--- Begin Raw records ---

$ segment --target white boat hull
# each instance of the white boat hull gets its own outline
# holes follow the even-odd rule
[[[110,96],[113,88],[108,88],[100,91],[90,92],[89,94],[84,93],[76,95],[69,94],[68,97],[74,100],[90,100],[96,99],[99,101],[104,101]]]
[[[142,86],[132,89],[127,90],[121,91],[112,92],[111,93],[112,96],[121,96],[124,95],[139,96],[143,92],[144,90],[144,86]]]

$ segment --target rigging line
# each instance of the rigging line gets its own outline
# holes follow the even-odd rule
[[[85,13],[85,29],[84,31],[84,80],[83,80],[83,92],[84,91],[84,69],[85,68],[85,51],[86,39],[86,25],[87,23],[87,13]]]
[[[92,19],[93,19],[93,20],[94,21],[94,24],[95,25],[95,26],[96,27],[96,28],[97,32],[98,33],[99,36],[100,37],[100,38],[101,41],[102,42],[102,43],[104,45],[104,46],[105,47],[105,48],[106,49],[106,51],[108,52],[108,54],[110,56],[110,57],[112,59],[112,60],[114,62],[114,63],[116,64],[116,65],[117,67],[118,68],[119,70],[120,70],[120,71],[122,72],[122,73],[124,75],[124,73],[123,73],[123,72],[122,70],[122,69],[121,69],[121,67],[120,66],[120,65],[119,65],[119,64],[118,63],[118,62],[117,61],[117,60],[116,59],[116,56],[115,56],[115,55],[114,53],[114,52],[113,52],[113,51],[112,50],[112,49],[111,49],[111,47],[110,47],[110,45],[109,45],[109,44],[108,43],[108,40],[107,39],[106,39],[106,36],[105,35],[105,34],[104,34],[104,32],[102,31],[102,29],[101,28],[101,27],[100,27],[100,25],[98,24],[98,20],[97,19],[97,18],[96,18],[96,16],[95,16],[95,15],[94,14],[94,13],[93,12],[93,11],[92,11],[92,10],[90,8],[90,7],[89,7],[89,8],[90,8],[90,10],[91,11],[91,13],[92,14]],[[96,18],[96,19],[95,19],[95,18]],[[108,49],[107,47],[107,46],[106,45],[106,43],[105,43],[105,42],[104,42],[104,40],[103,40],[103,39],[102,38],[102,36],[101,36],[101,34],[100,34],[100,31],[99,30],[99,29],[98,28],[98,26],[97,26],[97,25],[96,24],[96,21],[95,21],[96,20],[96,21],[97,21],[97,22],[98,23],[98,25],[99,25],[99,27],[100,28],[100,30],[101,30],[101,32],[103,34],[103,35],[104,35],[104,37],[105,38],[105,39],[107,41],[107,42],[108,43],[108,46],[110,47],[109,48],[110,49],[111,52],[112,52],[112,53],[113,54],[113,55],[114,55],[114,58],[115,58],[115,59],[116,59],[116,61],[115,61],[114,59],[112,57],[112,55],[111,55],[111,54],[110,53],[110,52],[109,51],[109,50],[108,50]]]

--- End Raw records ---

> _Task directions_:
Your task is to transcribe the listing above in full, exactly as given.

> _Solution to the problem_:
$ segment --target white boat hull
# each instance of the white boat hull gets its own outline
# holes follow the even-odd rule
[[[110,96],[113,88],[108,88],[100,91],[90,92],[89,94],[84,93],[76,95],[69,94],[68,97],[74,100],[90,100],[96,99],[99,101],[104,101]]]
[[[142,86],[132,89],[127,90],[121,91],[112,92],[111,93],[112,96],[121,96],[124,95],[139,96],[143,92],[144,90],[144,86]]]

$ segment --target rigging line
# each instance of the rigging line gets its own outline
# holes follow the even-odd rule
[[[85,13],[85,29],[84,31],[84,80],[83,80],[83,92],[84,91],[84,69],[85,68],[85,51],[86,39],[86,25],[87,23],[87,13]]]
[[[92,19],[93,19],[93,20],[94,21],[94,24],[95,25],[95,26],[96,27],[96,28],[97,32],[98,33],[99,36],[100,37],[100,38],[101,41],[102,42],[102,43],[104,45],[104,46],[105,47],[105,48],[106,49],[106,51],[108,52],[108,54],[110,56],[110,57],[112,59],[112,60],[114,62],[114,63],[116,64],[116,65],[117,67],[118,68],[119,70],[120,70],[120,71],[122,72],[122,73],[124,75],[124,73],[123,73],[123,72],[122,70],[122,69],[121,69],[121,67],[120,66],[120,65],[119,65],[119,64],[118,63],[118,62],[117,61],[117,60],[116,59],[116,56],[115,56],[115,55],[114,53],[114,52],[113,52],[113,51],[112,50],[112,49],[111,49],[111,47],[110,47],[110,45],[109,45],[109,44],[108,43],[108,40],[107,39],[106,39],[106,36],[105,35],[105,34],[104,34],[104,32],[102,31],[102,29],[101,28],[101,27],[100,27],[100,25],[98,24],[98,20],[97,19],[97,18],[96,18],[96,16],[95,16],[95,15],[94,14],[94,13],[93,12],[93,11],[92,11],[92,10],[90,8],[90,7],[89,7],[89,8],[90,8],[90,10],[91,11],[91,13],[92,14]],[[96,18],[96,19],[95,19],[95,18]],[[108,49],[107,47],[107,46],[106,45],[106,43],[105,43],[105,42],[104,42],[104,40],[103,40],[103,39],[102,38],[102,36],[101,36],[101,34],[100,34],[100,31],[99,30],[99,29],[98,28],[98,26],[97,26],[97,25],[96,24],[96,21],[95,21],[96,20],[96,21],[97,21],[97,22],[98,23],[98,25],[99,25],[99,27],[100,28],[100,30],[101,30],[101,32],[103,34],[103,35],[104,35],[104,37],[105,38],[105,39],[107,41],[107,42],[108,43],[108,46],[110,47],[109,48],[110,49],[111,52],[112,52],[112,53],[113,54],[113,55],[114,55],[114,58],[115,58],[115,59],[116,59],[116,61],[115,61],[114,59],[112,57],[112,55],[111,55],[111,54],[110,53],[110,52],[109,51],[109,50],[108,50]]]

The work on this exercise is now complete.